━━━ GIVEN RECORDS

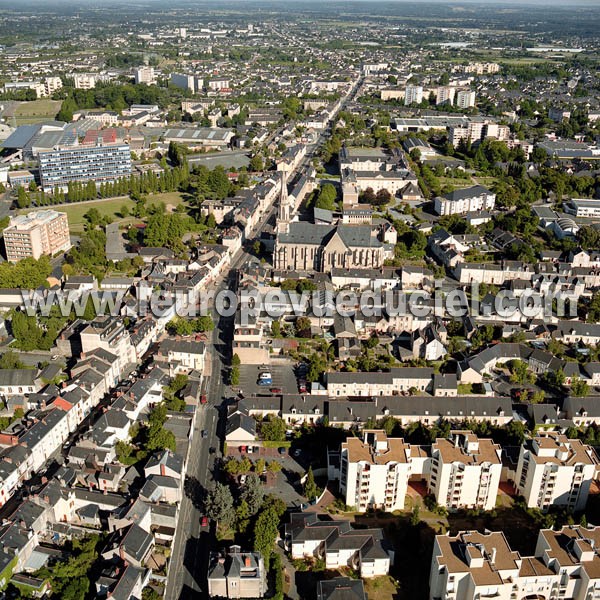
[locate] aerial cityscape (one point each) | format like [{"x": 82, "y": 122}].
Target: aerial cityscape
[{"x": 300, "y": 301}]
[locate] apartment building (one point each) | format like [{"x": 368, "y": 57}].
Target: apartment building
[
  {"x": 104, "y": 162},
  {"x": 465, "y": 99},
  {"x": 583, "y": 207},
  {"x": 85, "y": 81},
  {"x": 35, "y": 234},
  {"x": 478, "y": 129},
  {"x": 445, "y": 95},
  {"x": 187, "y": 81},
  {"x": 144, "y": 75},
  {"x": 473, "y": 565},
  {"x": 364, "y": 550},
  {"x": 413, "y": 95},
  {"x": 237, "y": 574},
  {"x": 374, "y": 471},
  {"x": 400, "y": 379},
  {"x": 109, "y": 333},
  {"x": 460, "y": 202},
  {"x": 555, "y": 471},
  {"x": 465, "y": 471}
]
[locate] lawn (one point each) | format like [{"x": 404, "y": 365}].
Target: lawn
[
  {"x": 36, "y": 111},
  {"x": 380, "y": 588},
  {"x": 110, "y": 207}
]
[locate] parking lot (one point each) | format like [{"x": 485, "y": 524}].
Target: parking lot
[{"x": 283, "y": 378}]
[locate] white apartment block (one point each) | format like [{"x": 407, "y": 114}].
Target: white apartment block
[
  {"x": 413, "y": 95},
  {"x": 144, "y": 75},
  {"x": 400, "y": 379},
  {"x": 218, "y": 83},
  {"x": 374, "y": 471},
  {"x": 473, "y": 565},
  {"x": 465, "y": 471},
  {"x": 84, "y": 81},
  {"x": 36, "y": 234},
  {"x": 465, "y": 99},
  {"x": 187, "y": 82},
  {"x": 460, "y": 202},
  {"x": 482, "y": 68},
  {"x": 445, "y": 95},
  {"x": 583, "y": 207},
  {"x": 555, "y": 471},
  {"x": 477, "y": 130},
  {"x": 110, "y": 334}
]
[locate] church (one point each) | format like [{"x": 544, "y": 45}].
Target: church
[
  {"x": 309, "y": 247},
  {"x": 304, "y": 246}
]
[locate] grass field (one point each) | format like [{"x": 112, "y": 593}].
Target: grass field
[
  {"x": 111, "y": 207},
  {"x": 380, "y": 588},
  {"x": 36, "y": 111}
]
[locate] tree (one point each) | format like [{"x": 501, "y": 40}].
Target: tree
[
  {"x": 303, "y": 327},
  {"x": 256, "y": 163},
  {"x": 538, "y": 155},
  {"x": 273, "y": 429},
  {"x": 274, "y": 467},
  {"x": 311, "y": 491},
  {"x": 93, "y": 217},
  {"x": 519, "y": 371},
  {"x": 67, "y": 108},
  {"x": 266, "y": 530},
  {"x": 253, "y": 493},
  {"x": 415, "y": 518},
  {"x": 382, "y": 198},
  {"x": 579, "y": 387},
  {"x": 327, "y": 197},
  {"x": 219, "y": 505},
  {"x": 22, "y": 197}
]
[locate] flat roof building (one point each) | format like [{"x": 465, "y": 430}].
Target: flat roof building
[
  {"x": 35, "y": 234},
  {"x": 105, "y": 162}
]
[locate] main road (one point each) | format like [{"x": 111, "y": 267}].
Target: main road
[{"x": 189, "y": 557}]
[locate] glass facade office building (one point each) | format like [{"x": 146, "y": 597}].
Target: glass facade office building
[{"x": 84, "y": 163}]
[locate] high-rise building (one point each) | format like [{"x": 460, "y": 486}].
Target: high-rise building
[
  {"x": 184, "y": 81},
  {"x": 84, "y": 81},
  {"x": 445, "y": 95},
  {"x": 36, "y": 234},
  {"x": 465, "y": 471},
  {"x": 105, "y": 162},
  {"x": 374, "y": 471},
  {"x": 413, "y": 95},
  {"x": 555, "y": 471},
  {"x": 144, "y": 75},
  {"x": 465, "y": 99}
]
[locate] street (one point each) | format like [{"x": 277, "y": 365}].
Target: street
[{"x": 190, "y": 552}]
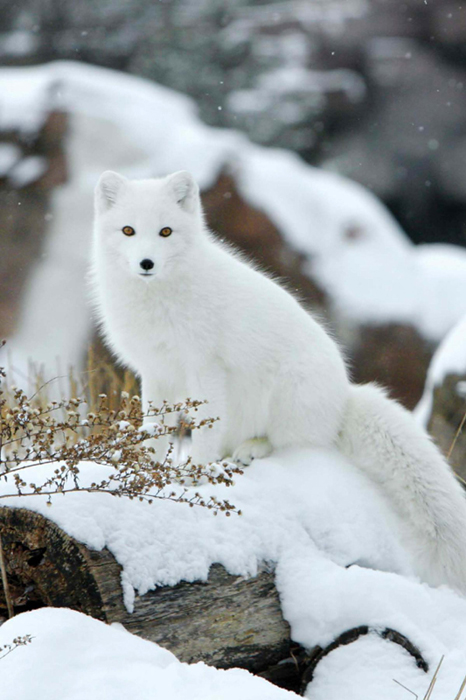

━━━━━━

§ YOUR INSTRUCTIONS
From the data above, output exactly the lines between the one containing "[locate] white apartment" and the one containing "[locate] tree (one", counting both of them.

§ TASK RESULT
[locate] white apartment block (one point each) | format like [{"x": 407, "y": 114}].
Target: white apartment block
[
  {"x": 413, "y": 95},
  {"x": 144, "y": 75},
  {"x": 400, "y": 379},
  {"x": 218, "y": 83},
  {"x": 374, "y": 471},
  {"x": 473, "y": 565},
  {"x": 465, "y": 471},
  {"x": 84, "y": 81},
  {"x": 36, "y": 234},
  {"x": 465, "y": 99},
  {"x": 187, "y": 82},
  {"x": 460, "y": 202},
  {"x": 482, "y": 68},
  {"x": 445, "y": 95},
  {"x": 583, "y": 207},
  {"x": 555, "y": 471},
  {"x": 477, "y": 130},
  {"x": 110, "y": 334}
]
[locate] church (one point each) | format like [{"x": 544, "y": 45}].
Target: church
[
  {"x": 309, "y": 247},
  {"x": 304, "y": 246}
]
[locate] grass field (one point each) | format like [{"x": 112, "y": 593}].
Target: grass field
[
  {"x": 111, "y": 207},
  {"x": 380, "y": 588},
  {"x": 36, "y": 111}
]
[locate] tree (one point each) | format like [{"x": 501, "y": 40}].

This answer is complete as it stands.